▶ [Source document]:
────

- Author: Kathy Keatley Garvey
We knew her initially as the wife of emeritus professor Charles "Charlie" Judson (1926-2015) of the UC Davis Department of Entomology and Nematology, a noted insect physiologist, mosquito researcher and teacher who served as a member of the faculty for three decades. He died July 26, 2015 at age 88.
Marilyn Judson died July 7, 2020 at age 91.
Her death saddens us, but her contributions, her generosity and her joy live on.
The obituary in the Davis Enterprise began:
"On Tuesday, July 7, 2020, Marilyn Wilburn Judson died peacefully at the age of 91. Her dear friend Kitty Liebhardt described her best: 'She was a little lady who was big in many lives. Not loud or showy. Just quiet, accomplished and steady, secure in her competency, not only a creative artist, but a creative problem solver as well; a smile for the troubled, a hand for the needy, and pick me up for the weary and a calm antidote for the ruffled.'"
Judson, a native of Washington state, met her husband-to-be in Riverside where she was attending college. The couple married in 1950 and moved to Davis where they raised their children. (See obituary)
"It wouldn't be unusual for her to put out a demand to her family that she needed a picture of a stalk of wheat, a California poppy or a mosquito on which to model her work — she was able to find beauty and art in the everyday," the obituary indicated.
Yes, she found beauty and art every day and she shared it at art shows and classes.
"In addition to creating art, Marilyn shared her passion by teaching calligraphy classes at the Davis adult school. She co-authored and illustrated a book about making musical instruments with former neighbor Eileen Hunter, and also developed a small embroidery kit business called Dandelion with friends Pat Carmen and Jody House."
"She supported her community by involvement with the Davis Art Center and Pence Gallery. She volunteered with the Davis Friends of the Library and loved frequent coffee gatherings at Fluffy Donuts with dear friends."
"Charlie Judson radiated graciousness, trust and respect, and personified everything good in a university scientist, mentor, and teacher," recalled distinguished professor of entomology James R. Carey of the UC Davis Department of Entomology and Nematology. "He not only helped shape our department in its early days, but also set a very high bar for personal decency and professional integrity. Colleagues like Charlie are hard to find, difficult to lose, and impossible to forget."
Our tribute to Professor Judson resulted in a number of emails, including one from former graduate student Benito O. de Lumen. His comments speak volumes of the Judsons' generosity: "I was a graduate student in Agric Chemistry- Biochemistry when my wife Helen, served as a research associate with Professor Judson, in the 1970s. I usually visit my wife in Judson's lab and helped in feeding his mosquitoes by poking my hand into the mosquito chamber. It itched initially, then I could not feel the pain anymore. Helen and I were invited into their home a number of times and when Helen visited the Philippines, Charles and Marilyn graciously, invited me for dinner, by myself."
It's the little things we remember, but it's the little things that mean the most.
Comments from the Harry H. Laidlaw Jr. Honey Bee Research Facility Facebook Page:
Barb Laidlaw Murphy
This makes me quite sad. The Judsons lived close to us and when I was in high school and college I used to go over and talk for hours about art with Marilyn. Mom would have to call and have her send me home for dinner. She and Charles were wonderful to my parents in their final years.
Marilyn Anne Love
a beautiful life, lived well
Oh wow, I'm so sorry to hear this. She was part of the Bees at the Bee thing I put together. I think she did paper sculpture of bees for that one. I remember a really lovely, kind hearted person who made me feel very welcome. I'm sure she's left that legacy of good feelings all over her friends and family. That sounds like good fun well done.
I am so sorry to hear this. I knew the Judsons when I was growing up. Charles and my dad were colleagues. When my dad went to the hospital, she was the first person there to comfort me.

────

▶ [Exercise instructions]:
**A.** From the tribute to Marilyn Judson above, list each thing the obituary says she might ask her family to get her a picture of to model her work on.
**B.** Rewrite the paragraph of the tribute to Marilyn Judson that begins "In addition to creating art" as a short list, keeping its main facts.
**C.** Translate this sentence from the tribute to Marilyn Judson into Spanish: "It's the little things we remember, but it's the little things that mean the most."

▶ [Extracted records]:
────

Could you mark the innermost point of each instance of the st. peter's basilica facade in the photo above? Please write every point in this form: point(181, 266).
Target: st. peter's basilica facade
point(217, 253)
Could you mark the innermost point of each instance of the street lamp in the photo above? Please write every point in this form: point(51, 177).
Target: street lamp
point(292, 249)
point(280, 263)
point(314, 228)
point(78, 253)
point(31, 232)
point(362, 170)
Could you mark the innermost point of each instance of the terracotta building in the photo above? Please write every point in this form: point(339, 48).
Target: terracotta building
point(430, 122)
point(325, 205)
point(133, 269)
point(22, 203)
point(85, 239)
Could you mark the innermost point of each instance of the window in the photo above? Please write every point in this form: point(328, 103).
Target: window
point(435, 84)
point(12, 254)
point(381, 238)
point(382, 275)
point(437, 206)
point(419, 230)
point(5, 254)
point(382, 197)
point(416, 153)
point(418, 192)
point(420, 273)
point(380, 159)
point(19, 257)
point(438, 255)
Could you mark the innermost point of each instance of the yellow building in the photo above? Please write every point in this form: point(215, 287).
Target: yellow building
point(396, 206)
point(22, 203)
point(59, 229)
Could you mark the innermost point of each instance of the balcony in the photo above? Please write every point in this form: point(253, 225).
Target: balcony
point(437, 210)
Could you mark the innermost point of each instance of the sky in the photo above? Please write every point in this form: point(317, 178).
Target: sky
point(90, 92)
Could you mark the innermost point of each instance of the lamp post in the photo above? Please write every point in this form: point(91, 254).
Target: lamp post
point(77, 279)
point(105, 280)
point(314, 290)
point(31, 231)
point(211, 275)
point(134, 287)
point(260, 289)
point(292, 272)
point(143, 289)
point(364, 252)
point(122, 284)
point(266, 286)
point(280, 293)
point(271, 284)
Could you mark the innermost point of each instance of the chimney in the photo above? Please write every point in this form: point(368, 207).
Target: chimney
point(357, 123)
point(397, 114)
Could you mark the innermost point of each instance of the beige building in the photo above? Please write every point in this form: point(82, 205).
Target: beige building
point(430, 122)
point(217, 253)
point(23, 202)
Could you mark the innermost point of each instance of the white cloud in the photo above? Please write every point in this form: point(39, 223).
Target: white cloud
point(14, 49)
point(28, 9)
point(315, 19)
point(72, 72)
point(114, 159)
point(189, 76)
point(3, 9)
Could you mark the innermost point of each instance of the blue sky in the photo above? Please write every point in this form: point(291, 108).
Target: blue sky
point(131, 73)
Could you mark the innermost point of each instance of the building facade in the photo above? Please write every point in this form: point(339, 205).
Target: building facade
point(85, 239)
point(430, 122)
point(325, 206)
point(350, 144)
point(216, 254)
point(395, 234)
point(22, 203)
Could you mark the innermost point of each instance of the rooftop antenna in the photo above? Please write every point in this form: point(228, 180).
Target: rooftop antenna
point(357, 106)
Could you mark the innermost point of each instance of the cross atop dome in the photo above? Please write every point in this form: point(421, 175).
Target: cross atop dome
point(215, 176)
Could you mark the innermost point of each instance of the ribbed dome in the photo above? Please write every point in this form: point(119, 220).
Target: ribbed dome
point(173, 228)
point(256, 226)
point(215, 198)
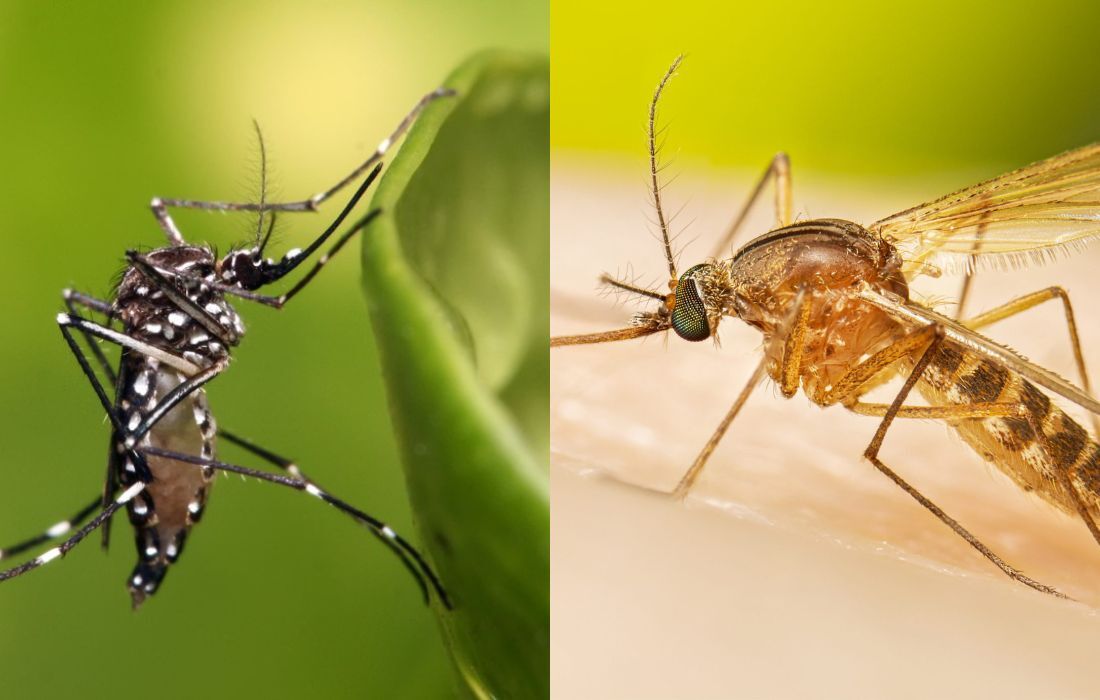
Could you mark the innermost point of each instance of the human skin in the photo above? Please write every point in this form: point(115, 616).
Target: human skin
point(793, 568)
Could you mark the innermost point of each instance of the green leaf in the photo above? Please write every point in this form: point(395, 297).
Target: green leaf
point(455, 272)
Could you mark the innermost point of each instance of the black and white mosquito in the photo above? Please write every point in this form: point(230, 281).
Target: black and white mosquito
point(176, 330)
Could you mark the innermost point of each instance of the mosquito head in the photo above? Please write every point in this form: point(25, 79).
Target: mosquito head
point(693, 304)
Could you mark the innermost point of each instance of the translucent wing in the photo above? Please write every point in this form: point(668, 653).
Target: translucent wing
point(1029, 215)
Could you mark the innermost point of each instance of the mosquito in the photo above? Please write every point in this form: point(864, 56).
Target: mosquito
point(832, 299)
point(176, 331)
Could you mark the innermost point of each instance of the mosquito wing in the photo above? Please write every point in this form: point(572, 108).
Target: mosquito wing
point(1025, 216)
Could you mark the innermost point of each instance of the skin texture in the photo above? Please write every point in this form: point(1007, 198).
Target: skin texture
point(744, 588)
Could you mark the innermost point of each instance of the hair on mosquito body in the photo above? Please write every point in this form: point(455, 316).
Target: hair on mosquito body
point(833, 303)
point(172, 315)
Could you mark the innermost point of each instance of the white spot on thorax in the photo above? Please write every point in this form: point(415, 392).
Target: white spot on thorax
point(46, 557)
point(141, 384)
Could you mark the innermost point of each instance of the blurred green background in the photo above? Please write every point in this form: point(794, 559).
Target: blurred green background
point(905, 90)
point(103, 107)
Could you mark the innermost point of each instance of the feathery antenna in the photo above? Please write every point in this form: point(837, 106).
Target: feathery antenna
point(653, 170)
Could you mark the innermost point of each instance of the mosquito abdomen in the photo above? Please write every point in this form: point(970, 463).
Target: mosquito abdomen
point(1013, 444)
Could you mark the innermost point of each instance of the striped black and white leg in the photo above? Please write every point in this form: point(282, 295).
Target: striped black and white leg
point(413, 559)
point(311, 204)
point(279, 301)
point(63, 548)
point(55, 531)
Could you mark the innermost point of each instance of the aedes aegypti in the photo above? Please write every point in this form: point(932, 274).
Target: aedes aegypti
point(832, 299)
point(176, 331)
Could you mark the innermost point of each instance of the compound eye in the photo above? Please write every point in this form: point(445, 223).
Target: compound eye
point(689, 316)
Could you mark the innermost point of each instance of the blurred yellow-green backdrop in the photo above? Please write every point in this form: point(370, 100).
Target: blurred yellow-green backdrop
point(865, 88)
point(102, 107)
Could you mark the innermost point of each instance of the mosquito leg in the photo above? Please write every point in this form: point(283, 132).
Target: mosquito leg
point(954, 412)
point(140, 466)
point(227, 336)
point(305, 205)
point(413, 559)
point(73, 299)
point(53, 532)
point(1029, 301)
point(778, 170)
point(872, 455)
point(59, 550)
point(278, 302)
point(793, 346)
point(169, 401)
point(83, 325)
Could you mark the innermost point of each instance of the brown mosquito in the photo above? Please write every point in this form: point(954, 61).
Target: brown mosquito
point(172, 317)
point(832, 298)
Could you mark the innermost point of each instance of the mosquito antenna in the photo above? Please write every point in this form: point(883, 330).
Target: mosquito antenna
point(261, 239)
point(630, 287)
point(653, 170)
point(609, 336)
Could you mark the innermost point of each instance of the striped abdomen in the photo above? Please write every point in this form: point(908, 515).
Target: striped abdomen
point(960, 376)
point(163, 515)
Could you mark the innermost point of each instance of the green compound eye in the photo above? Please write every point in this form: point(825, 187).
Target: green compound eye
point(689, 316)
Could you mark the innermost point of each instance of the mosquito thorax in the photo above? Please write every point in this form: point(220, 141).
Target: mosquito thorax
point(150, 314)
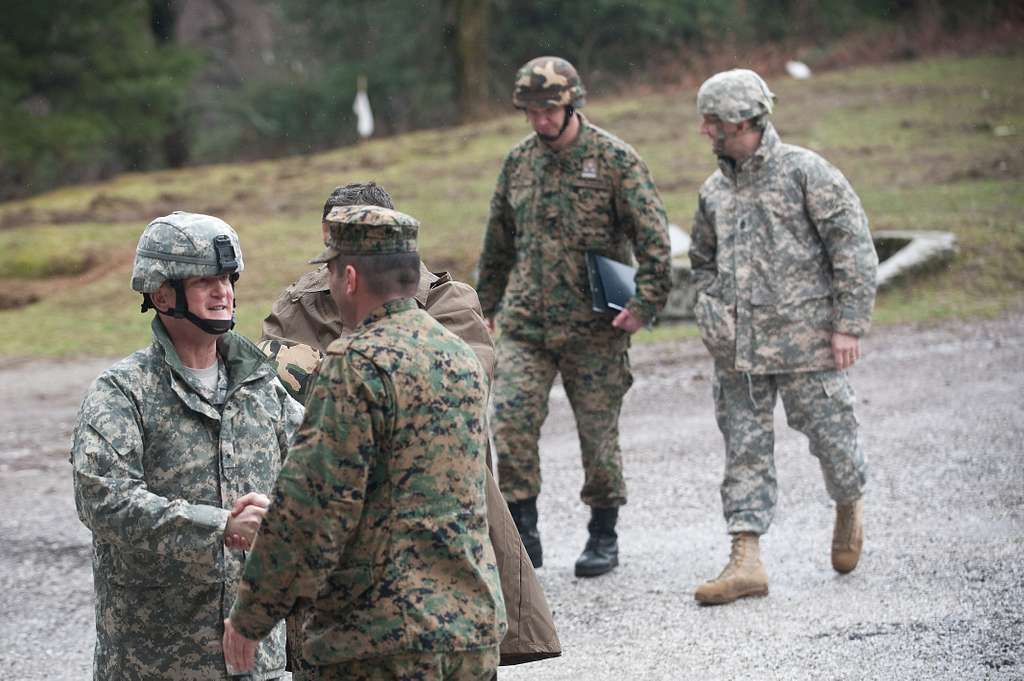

────

▶ [Exercise responses]:
**A.**
- a stalk of wheat
- a California poppy
- a mosquito

**B.**
- Taught calligraphy classes at the Davis adult school.
- Co-authored and illustrated a book about making musical instruments with former neighbor Eileen Hunter.
- Started a small embroidery kit business, Dandelion, with friends Pat Carmen and Jody House.

**C.** Son las pequeñas cosas las que recordamos, pero son las pequeñas cosas las que más significan.